WHAT IS BEING ASKED —
Return each line of the entries below as one string in a JSON list, leaving out blank lines.

SUPPLIED DATA —
>> START

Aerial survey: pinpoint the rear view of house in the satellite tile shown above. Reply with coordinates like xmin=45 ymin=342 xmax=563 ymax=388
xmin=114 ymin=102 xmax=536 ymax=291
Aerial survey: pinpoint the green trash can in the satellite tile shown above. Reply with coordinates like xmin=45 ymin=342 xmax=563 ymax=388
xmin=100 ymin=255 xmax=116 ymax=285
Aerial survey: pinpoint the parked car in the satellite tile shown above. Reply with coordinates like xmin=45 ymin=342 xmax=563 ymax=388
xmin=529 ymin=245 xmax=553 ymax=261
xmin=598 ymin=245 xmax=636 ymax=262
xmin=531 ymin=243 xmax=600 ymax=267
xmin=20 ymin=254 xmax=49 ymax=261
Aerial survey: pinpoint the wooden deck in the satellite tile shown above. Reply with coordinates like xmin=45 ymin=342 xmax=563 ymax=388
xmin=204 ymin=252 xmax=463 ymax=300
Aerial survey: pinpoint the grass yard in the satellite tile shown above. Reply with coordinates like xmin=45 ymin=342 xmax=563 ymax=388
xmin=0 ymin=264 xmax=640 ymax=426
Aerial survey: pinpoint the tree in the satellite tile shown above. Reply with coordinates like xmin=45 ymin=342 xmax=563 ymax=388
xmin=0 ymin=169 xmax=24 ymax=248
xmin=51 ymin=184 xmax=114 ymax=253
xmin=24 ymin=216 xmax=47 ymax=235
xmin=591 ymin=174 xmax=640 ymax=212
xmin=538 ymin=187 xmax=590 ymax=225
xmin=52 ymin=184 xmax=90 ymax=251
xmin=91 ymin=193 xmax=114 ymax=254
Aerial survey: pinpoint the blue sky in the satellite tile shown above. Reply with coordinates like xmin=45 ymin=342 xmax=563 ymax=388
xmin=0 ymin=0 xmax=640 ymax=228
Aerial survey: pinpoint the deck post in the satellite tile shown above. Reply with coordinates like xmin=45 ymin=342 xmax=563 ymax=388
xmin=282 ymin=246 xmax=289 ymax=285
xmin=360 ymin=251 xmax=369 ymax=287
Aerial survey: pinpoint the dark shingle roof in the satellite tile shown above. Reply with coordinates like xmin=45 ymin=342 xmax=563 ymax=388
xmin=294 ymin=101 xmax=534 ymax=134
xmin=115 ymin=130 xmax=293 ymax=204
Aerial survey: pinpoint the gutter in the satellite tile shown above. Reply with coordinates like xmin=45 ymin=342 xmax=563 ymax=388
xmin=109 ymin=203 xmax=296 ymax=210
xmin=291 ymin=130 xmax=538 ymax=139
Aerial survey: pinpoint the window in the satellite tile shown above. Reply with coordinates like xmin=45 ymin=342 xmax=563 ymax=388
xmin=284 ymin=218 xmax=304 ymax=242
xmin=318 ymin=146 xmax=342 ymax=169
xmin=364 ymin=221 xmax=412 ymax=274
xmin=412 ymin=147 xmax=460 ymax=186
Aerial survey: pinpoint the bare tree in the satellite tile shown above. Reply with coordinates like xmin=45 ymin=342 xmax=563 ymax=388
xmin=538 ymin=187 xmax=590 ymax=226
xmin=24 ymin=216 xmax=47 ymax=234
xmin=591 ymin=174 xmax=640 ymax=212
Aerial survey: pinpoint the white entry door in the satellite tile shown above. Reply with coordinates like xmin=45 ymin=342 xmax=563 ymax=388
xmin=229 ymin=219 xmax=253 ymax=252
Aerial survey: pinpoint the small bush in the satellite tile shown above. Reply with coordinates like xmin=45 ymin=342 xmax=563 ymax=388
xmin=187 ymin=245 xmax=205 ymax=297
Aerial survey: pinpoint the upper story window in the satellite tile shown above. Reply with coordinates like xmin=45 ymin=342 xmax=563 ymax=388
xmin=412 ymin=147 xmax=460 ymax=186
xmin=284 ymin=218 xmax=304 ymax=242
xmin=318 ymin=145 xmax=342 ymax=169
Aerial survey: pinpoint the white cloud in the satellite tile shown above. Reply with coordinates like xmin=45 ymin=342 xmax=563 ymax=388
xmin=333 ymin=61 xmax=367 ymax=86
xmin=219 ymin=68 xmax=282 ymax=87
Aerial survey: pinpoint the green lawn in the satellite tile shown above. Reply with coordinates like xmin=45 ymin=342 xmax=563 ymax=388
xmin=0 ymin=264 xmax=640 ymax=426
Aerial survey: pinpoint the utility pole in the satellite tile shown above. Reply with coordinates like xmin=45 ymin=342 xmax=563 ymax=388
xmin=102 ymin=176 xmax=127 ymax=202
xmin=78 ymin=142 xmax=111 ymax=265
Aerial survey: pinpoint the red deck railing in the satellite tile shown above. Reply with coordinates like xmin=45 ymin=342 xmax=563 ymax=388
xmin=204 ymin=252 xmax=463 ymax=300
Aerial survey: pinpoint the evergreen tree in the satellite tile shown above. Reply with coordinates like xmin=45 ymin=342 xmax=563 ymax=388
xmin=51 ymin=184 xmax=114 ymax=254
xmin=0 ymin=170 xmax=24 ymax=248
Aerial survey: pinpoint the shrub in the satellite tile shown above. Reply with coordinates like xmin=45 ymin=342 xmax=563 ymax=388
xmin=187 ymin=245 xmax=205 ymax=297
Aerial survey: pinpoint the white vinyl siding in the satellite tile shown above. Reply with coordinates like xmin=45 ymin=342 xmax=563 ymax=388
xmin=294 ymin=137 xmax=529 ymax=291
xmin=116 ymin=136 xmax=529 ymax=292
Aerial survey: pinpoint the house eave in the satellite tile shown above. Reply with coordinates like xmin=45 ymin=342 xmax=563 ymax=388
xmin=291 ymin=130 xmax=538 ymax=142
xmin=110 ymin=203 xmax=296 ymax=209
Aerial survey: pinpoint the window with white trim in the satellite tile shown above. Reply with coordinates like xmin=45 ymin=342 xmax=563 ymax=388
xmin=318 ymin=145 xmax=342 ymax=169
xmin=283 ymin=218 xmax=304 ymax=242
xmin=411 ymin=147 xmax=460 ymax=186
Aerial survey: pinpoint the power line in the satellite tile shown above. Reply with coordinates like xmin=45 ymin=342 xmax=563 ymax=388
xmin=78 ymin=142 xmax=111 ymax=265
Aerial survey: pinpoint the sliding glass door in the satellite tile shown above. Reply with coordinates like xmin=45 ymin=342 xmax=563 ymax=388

>> END

EXERCISE ANSWER —
[
  "Aerial survey: pinpoint the rear view of house in the satellite tile shown above. Reply with coordinates like xmin=45 ymin=342 xmax=563 ymax=388",
  "xmin=114 ymin=102 xmax=536 ymax=291",
  "Aerial survey: pinpoint the green trash can in the satellite tile shown above. Reply with coordinates like xmin=45 ymin=342 xmax=563 ymax=388",
  "xmin=100 ymin=255 xmax=116 ymax=285",
  "Aerial survey: pinpoint the parked car in the satellite tile shown above. Reply with coordinates like xmin=45 ymin=342 xmax=563 ymax=388",
  "xmin=529 ymin=245 xmax=553 ymax=261",
  "xmin=598 ymin=245 xmax=636 ymax=262",
  "xmin=531 ymin=243 xmax=600 ymax=267",
  "xmin=20 ymin=254 xmax=49 ymax=261",
  "Aerial survey: pinpoint the wooden deck in the satellite tile shown above. Reply with coordinates like xmin=45 ymin=342 xmax=563 ymax=388",
  "xmin=204 ymin=252 xmax=463 ymax=300",
  "Aerial survey: pinpoint the grass yard in the satellite tile shown above. Reply with coordinates like xmin=45 ymin=342 xmax=563 ymax=388",
  "xmin=0 ymin=264 xmax=640 ymax=426",
  "Aerial survey: pinpoint the tree in the satellite tile shown above. Reply with coordinates like xmin=45 ymin=342 xmax=563 ymax=388",
  "xmin=0 ymin=169 xmax=24 ymax=248",
  "xmin=51 ymin=184 xmax=114 ymax=253",
  "xmin=24 ymin=216 xmax=47 ymax=235",
  "xmin=591 ymin=174 xmax=640 ymax=212",
  "xmin=538 ymin=187 xmax=590 ymax=225",
  "xmin=52 ymin=184 xmax=90 ymax=251",
  "xmin=91 ymin=193 xmax=114 ymax=254",
  "Aerial survey: pinpoint the blue sky in the satellite tile shown above. Reply with coordinates like xmin=45 ymin=342 xmax=563 ymax=388",
  "xmin=0 ymin=0 xmax=640 ymax=228",
  "Aerial survey: pinpoint the deck post in the satellite tile shown above. Reply with coordinates like xmin=45 ymin=342 xmax=563 ymax=388",
  "xmin=282 ymin=246 xmax=289 ymax=285",
  "xmin=360 ymin=251 xmax=369 ymax=287",
  "Aerial survey: pinpoint the dark shingle roof in the satellite tile shown above. Reply with coordinates like xmin=45 ymin=342 xmax=563 ymax=388",
  "xmin=294 ymin=101 xmax=534 ymax=134",
  "xmin=115 ymin=130 xmax=293 ymax=204",
  "Aerial survey: pinpoint the gutter in the satellite tile shown above. Reply with coordinates like xmin=45 ymin=342 xmax=563 ymax=388",
  "xmin=109 ymin=203 xmax=296 ymax=210",
  "xmin=291 ymin=130 xmax=538 ymax=139",
  "Aerial survey: pinpoint the window in the satellite tile shown above. Reply with coordinates like xmin=45 ymin=342 xmax=563 ymax=388",
  "xmin=284 ymin=218 xmax=304 ymax=242",
  "xmin=318 ymin=146 xmax=342 ymax=169",
  "xmin=364 ymin=221 xmax=412 ymax=274",
  "xmin=412 ymin=147 xmax=460 ymax=186",
  "Aerial survey: pinpoint the bare tree in the satellite tile shown above. Reply with coordinates like xmin=45 ymin=342 xmax=563 ymax=388",
  "xmin=538 ymin=187 xmax=590 ymax=226",
  "xmin=24 ymin=216 xmax=47 ymax=234",
  "xmin=591 ymin=174 xmax=640 ymax=212",
  "Aerial survey: pinpoint the white entry door in the satellite tile shown above. Reply with coordinates like xmin=45 ymin=342 xmax=563 ymax=388",
  "xmin=229 ymin=219 xmax=253 ymax=252",
  "Aerial survey: pinpoint the small bush in the satellite tile shown above. Reply with coordinates like xmin=45 ymin=342 xmax=563 ymax=388",
  "xmin=187 ymin=245 xmax=205 ymax=297",
  "Aerial survey: pinpoint the upper story window in the satellite tile shown above. Reply with coordinates like xmin=45 ymin=342 xmax=563 ymax=388",
  "xmin=412 ymin=147 xmax=460 ymax=186",
  "xmin=284 ymin=218 xmax=304 ymax=242",
  "xmin=318 ymin=145 xmax=342 ymax=169",
  "Aerial survey: pinpoint the white cloud in the satellite tile shown above. Reply with coordinates like xmin=45 ymin=342 xmax=563 ymax=388",
  "xmin=333 ymin=61 xmax=367 ymax=86",
  "xmin=219 ymin=68 xmax=282 ymax=87",
  "Aerial survey: pinpoint the green lawn in the satellite tile shown above. Reply with coordinates like xmin=45 ymin=342 xmax=563 ymax=388",
  "xmin=0 ymin=264 xmax=640 ymax=426",
  "Aerial survey: pinpoint the utility pole in the satellite tile shown above. Reply with coordinates like xmin=45 ymin=342 xmax=563 ymax=388",
  "xmin=102 ymin=176 xmax=127 ymax=202",
  "xmin=78 ymin=142 xmax=111 ymax=265",
  "Aerial survey: pinpoint the red deck railing in the satellite tile shown above. Reply with coordinates like xmin=45 ymin=342 xmax=563 ymax=388",
  "xmin=204 ymin=252 xmax=463 ymax=300",
  "Aerial survey: pinpoint the evergreen tree in the satellite tile shown above. Reply with coordinates like xmin=45 ymin=342 xmax=563 ymax=388",
  "xmin=51 ymin=184 xmax=114 ymax=254",
  "xmin=0 ymin=170 xmax=24 ymax=248",
  "Aerial survey: pinpoint the shrub in the satellite tile shown above. Reply with coordinates like xmin=45 ymin=342 xmax=563 ymax=388",
  "xmin=187 ymin=245 xmax=205 ymax=297",
  "Aerial survey: pinpoint the white vinyl siding in the satellite tile shown above. Reply with coordinates like xmin=45 ymin=342 xmax=563 ymax=388",
  "xmin=294 ymin=137 xmax=529 ymax=291",
  "xmin=116 ymin=136 xmax=529 ymax=292",
  "Aerial survey: pinpoint the house eave in the satellite tile shown above. Reply with coordinates like xmin=45 ymin=342 xmax=563 ymax=388",
  "xmin=291 ymin=130 xmax=538 ymax=142",
  "xmin=110 ymin=203 xmax=296 ymax=209",
  "Aerial survey: pinpoint the window with white trim in the satellite tile shown above. Reply with coordinates like xmin=45 ymin=342 xmax=563 ymax=388",
  "xmin=318 ymin=145 xmax=342 ymax=169",
  "xmin=283 ymin=218 xmax=304 ymax=242",
  "xmin=411 ymin=147 xmax=460 ymax=186",
  "Aerial survey: pinpoint the power line in the satellite tile shown above. Reply with coordinates like xmin=45 ymin=342 xmax=563 ymax=388",
  "xmin=78 ymin=142 xmax=111 ymax=265",
  "Aerial survey: pinpoint the sliding glass door in the satellite tile shown above. Reply with coordinates like xmin=45 ymin=342 xmax=563 ymax=388"
]